Reading passage.
::::::::::

The BU-4DFE database (Yin et al., 2008) contains 101 subjects, each one displaying 6 acted FEs with moderate head pose variations. Expressions are still prototypical but they are generally exhibited with much lower intensity and greater variability than in CK+. Sequence duration is about 100 frames. As the database does not contain frame-wise expression annotations, we manually selected neutral and apex of expression frames as in Dapogny et al. (2015). More specifically, we select 8, 219 frames for training. Face images are 520 × 696 pixels.

The FG-NET FEED database (Wallhoff et al., 2006) contains 19 subjects, each one recorded three times while performing seven spontaneous expressions (the six universal expressions, plus neutral). The data contain low-intensity emotions, very short expression displays, as well as moderate head pose variations. The extracted face images are roughly 120 × 150 pixels.

The JEMImE-Paris and JEMImE-Nice databases contains 1,458 and 2,110 examples, respectively, labeled with FE quality. The concatenated database is referred to as JEMImE-All and contains 3,781 samples. For FE classification, we only use the examples whose quality is rated higher than 7, making 534 and 1,312 examples for JEMImE-Paris and JEMImE-Nice, respectively, and a total of 1,846 examples.

3.2.2. Cross-Database Evaluation

Table 3 shows results obtained for cross-database evaluation of predictive models trained on the three databases, as well as a comparison with the internal (out-of-bag) error estimated on each of these databases for 4-class FE. Note that the baseline results (bolded in the table) are quite variable between the different databases. This indicate that FER on BU-4DFE is a more challenging benchmark than on CK+, due to low intensity expressions. FEED is even more challenging that the two others, due to the spontaneous nature of the expressions as well as the restricted number of subjects.

Table 3

Train-test	CK+	BU-4DFE	FEED	JEMImE-All
CK+	88.5	65.2	52.5	53.5
BU-4DFE	82.7	78.8	50.0	56.1
FEED	67.1	60.1	63.8	56.5

Test on JEMImE (% accuracy).

Bold values indicate the best results.

Generally speaking, we observe a dramatic drop in performance when training on one database and testing on another database, when compared to the baseline accuracies. For instance, models trained on CK+ fail to recognize lower intensity or subtle spontaneous FEs. Models trained on prototypical data generalize poorly to spontaneous FER scenarios, and vice-versa. Furthermore, all these models generalize poorly on JEMImE database.

Table 4 displays per-FE accuracies on JEMImE database. We observe that happiness is generally correctly recognized even by models trained on prototypical data. Indeed, even low-intensity children smiles are generally associated with easily identifiable patterns (lip corner raise + cheek raise) that are essentially the same as prototypical smiles. However, the predictors seem to have a much harder time discriminating neutral, anger, and sadness. Due to the spontaneous nature of the expressions in FEED database, the recognition rates are a little higher for anger and sadness, although those are still pretty low.

::::::::::

Jobs.
1. According to the passage on facial expression databases, how many subjects does the BU-4DFE database contain?
2. Turn the paragraph beginning "The FG-NET FEED database" in the passage on facial expression databases into a short bulleted list that keeps its main facts.
3. Extend the passage on facial expression databases, starting right after its final sentence.
These rows have no connection to the passage on facial expression databases.

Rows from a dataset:
::::::::::

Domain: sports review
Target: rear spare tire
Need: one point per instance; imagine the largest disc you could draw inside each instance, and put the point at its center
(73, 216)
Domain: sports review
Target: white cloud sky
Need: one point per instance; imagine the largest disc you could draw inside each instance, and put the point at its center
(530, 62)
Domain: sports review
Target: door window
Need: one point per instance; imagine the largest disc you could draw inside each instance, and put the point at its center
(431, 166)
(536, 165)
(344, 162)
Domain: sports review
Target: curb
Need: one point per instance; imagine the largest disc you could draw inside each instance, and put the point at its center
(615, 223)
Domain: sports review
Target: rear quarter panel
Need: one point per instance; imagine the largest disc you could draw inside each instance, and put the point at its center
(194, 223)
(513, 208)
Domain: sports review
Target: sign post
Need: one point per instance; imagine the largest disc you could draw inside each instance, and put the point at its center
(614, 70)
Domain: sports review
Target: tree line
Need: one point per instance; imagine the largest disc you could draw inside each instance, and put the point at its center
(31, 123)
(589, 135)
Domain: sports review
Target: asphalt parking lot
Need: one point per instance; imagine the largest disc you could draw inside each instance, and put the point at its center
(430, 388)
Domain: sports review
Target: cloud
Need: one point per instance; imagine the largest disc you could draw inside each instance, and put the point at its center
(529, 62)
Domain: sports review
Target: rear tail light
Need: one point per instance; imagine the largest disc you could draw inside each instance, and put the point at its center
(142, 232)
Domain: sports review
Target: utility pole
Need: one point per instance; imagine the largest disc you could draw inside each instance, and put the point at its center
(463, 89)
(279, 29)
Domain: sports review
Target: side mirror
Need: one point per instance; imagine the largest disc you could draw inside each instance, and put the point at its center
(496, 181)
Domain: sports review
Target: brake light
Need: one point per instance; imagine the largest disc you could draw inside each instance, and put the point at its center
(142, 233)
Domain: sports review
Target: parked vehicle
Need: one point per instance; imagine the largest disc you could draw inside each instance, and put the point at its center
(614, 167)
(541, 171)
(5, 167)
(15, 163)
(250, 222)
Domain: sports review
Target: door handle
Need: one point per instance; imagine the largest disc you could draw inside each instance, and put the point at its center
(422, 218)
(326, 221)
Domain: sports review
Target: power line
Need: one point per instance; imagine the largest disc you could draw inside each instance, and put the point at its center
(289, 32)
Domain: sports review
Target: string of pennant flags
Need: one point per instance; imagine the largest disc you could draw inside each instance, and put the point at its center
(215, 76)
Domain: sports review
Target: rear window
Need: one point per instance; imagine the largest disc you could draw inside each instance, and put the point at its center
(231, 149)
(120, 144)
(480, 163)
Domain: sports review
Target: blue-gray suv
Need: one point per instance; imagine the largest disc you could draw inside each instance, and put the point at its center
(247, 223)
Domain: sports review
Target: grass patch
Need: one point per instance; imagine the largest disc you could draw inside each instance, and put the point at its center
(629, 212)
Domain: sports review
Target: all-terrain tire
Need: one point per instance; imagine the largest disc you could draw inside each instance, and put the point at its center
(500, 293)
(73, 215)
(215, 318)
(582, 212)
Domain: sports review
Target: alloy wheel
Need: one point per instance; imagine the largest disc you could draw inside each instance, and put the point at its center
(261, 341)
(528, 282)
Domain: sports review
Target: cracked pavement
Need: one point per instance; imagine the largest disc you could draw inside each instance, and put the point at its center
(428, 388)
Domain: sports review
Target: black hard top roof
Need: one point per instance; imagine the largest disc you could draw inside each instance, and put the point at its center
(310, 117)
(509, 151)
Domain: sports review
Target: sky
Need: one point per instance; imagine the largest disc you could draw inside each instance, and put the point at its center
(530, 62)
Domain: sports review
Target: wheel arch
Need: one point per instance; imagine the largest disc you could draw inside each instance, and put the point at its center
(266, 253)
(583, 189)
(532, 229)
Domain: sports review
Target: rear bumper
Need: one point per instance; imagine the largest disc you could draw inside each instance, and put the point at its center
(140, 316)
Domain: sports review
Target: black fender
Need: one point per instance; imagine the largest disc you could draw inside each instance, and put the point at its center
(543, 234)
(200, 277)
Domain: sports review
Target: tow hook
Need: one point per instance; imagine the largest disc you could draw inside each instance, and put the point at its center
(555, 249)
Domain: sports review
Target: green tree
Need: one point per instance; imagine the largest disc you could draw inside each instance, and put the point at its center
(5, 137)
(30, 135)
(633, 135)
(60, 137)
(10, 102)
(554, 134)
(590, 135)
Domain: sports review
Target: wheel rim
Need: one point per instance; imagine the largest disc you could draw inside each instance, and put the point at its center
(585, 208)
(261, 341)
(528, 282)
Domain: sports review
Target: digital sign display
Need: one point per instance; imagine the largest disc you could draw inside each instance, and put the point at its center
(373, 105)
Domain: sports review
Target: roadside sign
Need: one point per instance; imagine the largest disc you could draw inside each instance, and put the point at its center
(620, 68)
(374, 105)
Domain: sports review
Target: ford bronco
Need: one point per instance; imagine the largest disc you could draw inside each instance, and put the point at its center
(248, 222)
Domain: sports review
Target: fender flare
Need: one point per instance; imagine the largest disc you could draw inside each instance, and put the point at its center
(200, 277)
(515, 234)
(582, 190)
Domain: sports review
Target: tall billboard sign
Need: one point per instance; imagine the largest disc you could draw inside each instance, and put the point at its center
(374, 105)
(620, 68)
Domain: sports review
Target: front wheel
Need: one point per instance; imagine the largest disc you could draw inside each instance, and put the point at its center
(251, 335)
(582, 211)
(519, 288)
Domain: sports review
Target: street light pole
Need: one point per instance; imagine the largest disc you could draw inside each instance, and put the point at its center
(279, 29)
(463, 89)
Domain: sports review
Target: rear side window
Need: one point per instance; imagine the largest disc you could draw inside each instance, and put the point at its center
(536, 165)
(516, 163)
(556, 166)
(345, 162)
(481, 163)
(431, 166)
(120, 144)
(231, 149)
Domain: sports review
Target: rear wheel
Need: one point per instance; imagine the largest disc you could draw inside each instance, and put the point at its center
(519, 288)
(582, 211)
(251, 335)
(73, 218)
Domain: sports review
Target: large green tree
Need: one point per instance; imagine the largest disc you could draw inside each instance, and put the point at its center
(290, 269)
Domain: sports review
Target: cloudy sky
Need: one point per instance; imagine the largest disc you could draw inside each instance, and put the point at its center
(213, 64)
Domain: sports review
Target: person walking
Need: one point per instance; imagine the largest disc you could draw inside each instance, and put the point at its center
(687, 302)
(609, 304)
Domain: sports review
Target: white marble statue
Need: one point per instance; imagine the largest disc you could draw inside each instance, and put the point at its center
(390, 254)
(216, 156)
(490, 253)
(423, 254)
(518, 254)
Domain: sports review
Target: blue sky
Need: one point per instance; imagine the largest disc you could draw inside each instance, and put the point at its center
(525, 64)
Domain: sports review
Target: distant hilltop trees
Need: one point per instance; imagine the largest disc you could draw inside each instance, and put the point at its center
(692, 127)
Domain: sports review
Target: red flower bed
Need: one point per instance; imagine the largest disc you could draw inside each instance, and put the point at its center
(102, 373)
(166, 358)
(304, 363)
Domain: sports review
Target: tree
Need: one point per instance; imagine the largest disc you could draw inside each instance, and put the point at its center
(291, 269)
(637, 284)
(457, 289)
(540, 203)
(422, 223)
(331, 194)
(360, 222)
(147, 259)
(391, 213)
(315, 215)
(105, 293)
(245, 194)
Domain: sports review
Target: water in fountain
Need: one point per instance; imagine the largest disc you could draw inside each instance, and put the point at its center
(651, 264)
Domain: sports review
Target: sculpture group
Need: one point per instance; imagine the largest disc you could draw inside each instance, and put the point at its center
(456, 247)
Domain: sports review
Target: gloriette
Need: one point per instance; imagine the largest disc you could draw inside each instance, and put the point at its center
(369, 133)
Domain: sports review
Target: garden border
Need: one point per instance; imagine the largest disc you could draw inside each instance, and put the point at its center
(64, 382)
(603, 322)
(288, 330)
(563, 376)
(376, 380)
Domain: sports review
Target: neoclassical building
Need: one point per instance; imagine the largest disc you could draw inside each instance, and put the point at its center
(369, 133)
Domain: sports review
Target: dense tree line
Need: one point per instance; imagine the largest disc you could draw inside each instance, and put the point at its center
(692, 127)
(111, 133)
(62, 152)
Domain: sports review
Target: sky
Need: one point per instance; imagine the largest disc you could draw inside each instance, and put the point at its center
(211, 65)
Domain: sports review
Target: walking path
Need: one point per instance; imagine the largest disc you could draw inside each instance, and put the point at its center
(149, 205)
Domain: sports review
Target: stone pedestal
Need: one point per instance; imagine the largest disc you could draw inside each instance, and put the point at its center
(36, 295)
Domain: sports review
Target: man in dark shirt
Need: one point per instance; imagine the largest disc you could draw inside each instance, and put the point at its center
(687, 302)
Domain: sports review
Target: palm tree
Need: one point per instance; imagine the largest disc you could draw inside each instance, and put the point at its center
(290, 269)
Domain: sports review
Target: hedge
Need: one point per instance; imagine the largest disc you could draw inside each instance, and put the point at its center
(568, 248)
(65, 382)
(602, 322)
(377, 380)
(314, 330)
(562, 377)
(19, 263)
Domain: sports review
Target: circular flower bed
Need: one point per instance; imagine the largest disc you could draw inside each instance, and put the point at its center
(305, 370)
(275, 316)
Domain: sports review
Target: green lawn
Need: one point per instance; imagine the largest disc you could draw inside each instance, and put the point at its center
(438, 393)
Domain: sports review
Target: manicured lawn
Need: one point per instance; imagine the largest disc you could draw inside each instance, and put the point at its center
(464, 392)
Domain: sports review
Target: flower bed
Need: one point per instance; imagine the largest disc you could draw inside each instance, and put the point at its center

::::::::::

Responses in order.
1. 101 subjects.

2.
- Contains 19 subjects, each recorded three times
- Subjects perform seven spontaneous expressions: the six universal ones plus neutral
- Includes low-intensity emotions, very short expression displays and moderate head pose variations
- Extracted face images are roughly 120 × 150 pixels

3.
Table 4

Train	Neutral	Happiness	Anger	Sadness
CK+	61.9	82.3	53.3	16.3
BU-4DFE	61	88.4	67.3	7.7
FEED	33.8	94.7	71.9	25.6

Test on JEMImE-All.

To sum it up, FER is heavily dependent on the context and, in the frame of the JEMImE project, training on the JEMImE database will greatly enhance the predictive capacities of the classification models.

3.3. Generalization Capacities of Models Trained on Children

Next, in Table 5 we compare accuracies obtained by training classification models on JEMImE-Paris database, and testing on JEMImE-Nice, and vice-versa. Note however that the two databases were collected using a similar protocol and with the same sensors, so this benchmark does not exactly mimic cross-database scenarios presented in section 3.2.2. However, it provides some insight on the generalization capacities of predictive models in slightly different contexts—luminosity, as well as eventual regional discrepancies.

Table 5

Train-test	JEMImE-Paris	JEMImE-Nice	JEMImE-All
JEMImE-Paris	78.4	74.6	75.6
JEMImE-Nice	79.6	82.2	81.7
JEMImE-All	81.3	82.1	81.9

Test on JEMImE (% accuracy).

Models trained on JEMImE-Paris does not generalize very well on JEMImE-NICE database, and therefore does pretty bad on the concatenated dataset JEMImE-All. Interestingly, we still observe a drop in performance when training on JEMImE-Nice and testing on JEMImE-Paris, so this can not be only attributed to the lower number of examples in JEMImE-Paris database.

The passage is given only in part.